(PROBLEM DETAILS) All entries below are to be copied precisely as they appear.

(EXERCISE INPUTS)
_ _ _

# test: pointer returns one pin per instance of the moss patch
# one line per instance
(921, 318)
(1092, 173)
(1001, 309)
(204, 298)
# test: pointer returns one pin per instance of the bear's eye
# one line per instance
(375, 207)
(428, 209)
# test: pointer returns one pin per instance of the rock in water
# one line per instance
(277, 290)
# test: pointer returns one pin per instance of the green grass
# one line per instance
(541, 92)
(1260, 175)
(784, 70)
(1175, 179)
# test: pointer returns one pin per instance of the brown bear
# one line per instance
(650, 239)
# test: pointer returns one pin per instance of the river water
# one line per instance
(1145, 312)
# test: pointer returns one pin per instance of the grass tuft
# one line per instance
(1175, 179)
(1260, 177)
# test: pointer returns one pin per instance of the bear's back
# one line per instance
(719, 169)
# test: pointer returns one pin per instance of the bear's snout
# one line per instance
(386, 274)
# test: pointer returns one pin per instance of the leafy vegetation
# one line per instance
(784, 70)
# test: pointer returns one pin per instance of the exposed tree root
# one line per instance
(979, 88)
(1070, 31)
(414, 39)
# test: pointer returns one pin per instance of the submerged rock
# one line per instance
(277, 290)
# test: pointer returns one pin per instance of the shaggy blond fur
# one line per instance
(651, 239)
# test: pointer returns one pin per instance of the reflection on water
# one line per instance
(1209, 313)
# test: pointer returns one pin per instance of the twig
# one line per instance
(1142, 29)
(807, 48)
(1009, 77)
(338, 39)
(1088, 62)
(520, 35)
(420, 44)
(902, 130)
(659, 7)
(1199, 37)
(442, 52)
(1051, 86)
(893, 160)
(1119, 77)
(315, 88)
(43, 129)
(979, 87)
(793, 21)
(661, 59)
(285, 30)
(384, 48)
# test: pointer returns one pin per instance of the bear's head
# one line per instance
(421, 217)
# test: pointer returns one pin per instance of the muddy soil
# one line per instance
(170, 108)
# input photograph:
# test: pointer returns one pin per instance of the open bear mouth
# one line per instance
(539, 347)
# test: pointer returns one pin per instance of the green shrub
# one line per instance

_ _ _

(YOUR SOLUTION)
# test: pointer returns one pin per instance of the moss patch
# one line per instance
(921, 318)
(1092, 173)
(1001, 309)
(204, 298)
# test: pointer returns one pin per instance of the bear's eye
# one line per instance
(375, 207)
(428, 209)
# test: pointer returns one pin per instance of the rock in water
# one line per instance
(277, 290)
# test: pointer returns one pin per instance of the green grass
# one line per instance
(541, 92)
(1260, 175)
(784, 70)
(1175, 179)
# test: pointer returns one pin per instance of the brown bear
# one line per instance
(650, 239)
# test: pointer returns one pin per instance of the river water
# one line per instance
(1145, 312)
# test: pointer returns one pin per instance of the grass tuft
# one line per instance
(1175, 179)
(1260, 177)
# test: pointer returns one pin per instance of the bear's back
# one line per instance
(719, 169)
# test: pointer returns one pin per instance of the bear's snout
# one line per instance
(386, 274)
# test: pointer returns one pin per instance of the leafy vegetation
# one line per instance
(784, 70)
# test: pointer returns one pin per instance of the exposed tree root
# one line per instance
(979, 88)
(1070, 31)
(414, 39)
# test: pointer returns one pin per instance of the submerged rock
# one line per instance
(277, 290)
# test: pointer returns one pin per instance of the shaggy blond fur
# one line per instance
(651, 239)
# test: pointer returns one pin per instance of the reflection on water
# one line per instance
(1209, 313)
# test: pointer returns one pin per instance of the twig
# one line per instance
(1142, 29)
(807, 48)
(1009, 77)
(338, 39)
(1088, 62)
(520, 35)
(420, 44)
(902, 130)
(659, 7)
(1199, 37)
(442, 52)
(1051, 86)
(893, 160)
(1119, 77)
(315, 88)
(43, 129)
(979, 87)
(793, 21)
(661, 59)
(285, 30)
(384, 48)
# test: pointer returns one pin per instance of the bear's head
# one line per instance
(421, 217)
# test: pointer returns one pin per instance of the muddy soil
# one line per instance
(170, 108)
# input photograph:
# test: pointer returns one pin per instance of the open bear mouth
# one line per instance
(539, 347)
# test: pointer returns one pin per instance of the green shrub
# one line per instance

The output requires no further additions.